◆ **TASK REQUIREMENTS**
Copy out all of the data that follows, exactly as it appears.

◆ **DATA SHOWN**
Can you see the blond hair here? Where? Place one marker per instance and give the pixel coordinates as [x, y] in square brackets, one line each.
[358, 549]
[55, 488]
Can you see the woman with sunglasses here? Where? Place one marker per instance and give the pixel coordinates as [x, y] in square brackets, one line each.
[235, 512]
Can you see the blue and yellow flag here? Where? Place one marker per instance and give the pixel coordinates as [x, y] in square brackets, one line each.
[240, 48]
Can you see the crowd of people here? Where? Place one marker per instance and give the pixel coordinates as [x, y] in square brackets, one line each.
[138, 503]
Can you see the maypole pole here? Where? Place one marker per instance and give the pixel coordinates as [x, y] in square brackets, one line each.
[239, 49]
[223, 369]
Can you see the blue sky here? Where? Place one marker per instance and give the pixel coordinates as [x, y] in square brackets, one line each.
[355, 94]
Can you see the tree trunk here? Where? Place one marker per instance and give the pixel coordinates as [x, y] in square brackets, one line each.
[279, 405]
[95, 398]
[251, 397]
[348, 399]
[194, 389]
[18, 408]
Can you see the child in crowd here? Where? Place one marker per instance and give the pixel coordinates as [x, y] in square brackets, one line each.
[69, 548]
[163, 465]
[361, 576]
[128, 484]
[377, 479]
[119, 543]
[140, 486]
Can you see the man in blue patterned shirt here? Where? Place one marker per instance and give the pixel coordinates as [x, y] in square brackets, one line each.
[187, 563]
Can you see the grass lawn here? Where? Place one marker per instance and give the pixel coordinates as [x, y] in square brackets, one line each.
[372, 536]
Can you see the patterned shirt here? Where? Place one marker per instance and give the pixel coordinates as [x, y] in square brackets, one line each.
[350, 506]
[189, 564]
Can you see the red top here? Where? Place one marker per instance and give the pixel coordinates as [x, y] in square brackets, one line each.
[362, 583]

◆ **TASK OUTPUT**
Can you see the blond hair here? Where? Place one marker per instance and give the pixel coordinates as [x, y] in square brackets, one line each.
[358, 549]
[55, 488]
Can you see the woman with sunglasses here? Where? Place one marker per instance and give the pixel coordinates as [x, y] in square brackets, one line each.
[235, 512]
Can you see the blue and yellow flag here? Where? Place one marker per instance and give the pixel coordinates as [x, y] in square brackets, one line each.
[240, 48]
Can you see the crowd of people here? Where? Place one marker per instance and give the pixel coordinates as [x, y] in square brackets, one line each.
[138, 503]
Can you see the maypole pole here? Where? Place one marker per instance and give the pixel coordinates as [x, y] in square brackets, one line each.
[239, 49]
[223, 369]
Can you see the blue sky here? Where? Place one marker per instance and give the pixel coordinates as [x, y] in square brackets, one line each.
[355, 94]
Can you see the tree trunk here? Where? Place one marker per instance and give the pixel coordinates as [x, y] in square brackets, one line each.
[279, 405]
[95, 398]
[251, 397]
[348, 399]
[194, 389]
[18, 408]
Can you see the child in crowd here? Where? Place one marker per instance and give the pixel coordinates as [x, y] in square brackets, one line each.
[69, 548]
[163, 465]
[361, 576]
[128, 484]
[377, 479]
[119, 543]
[140, 486]
Can you see the man in blue patterned shirt here? Where? Place one marker per instance and give the pixel coordinates as [x, y] in square brackets, one line each.
[187, 563]
Can you see the grass lawn here? Where? Place one marker per instance and give the pixel coordinates as [x, y] in square brackets, one line each.
[372, 536]
Can you see the patterned shirt here? Where? Place one marker per instance and give the pixel coordinates as [x, y] in square brackets, one line each.
[350, 506]
[189, 564]
Can you see the red top here? Where? Place one marker per instance and give the pixel coordinates as [x, y] in square brackets, one line each.
[362, 583]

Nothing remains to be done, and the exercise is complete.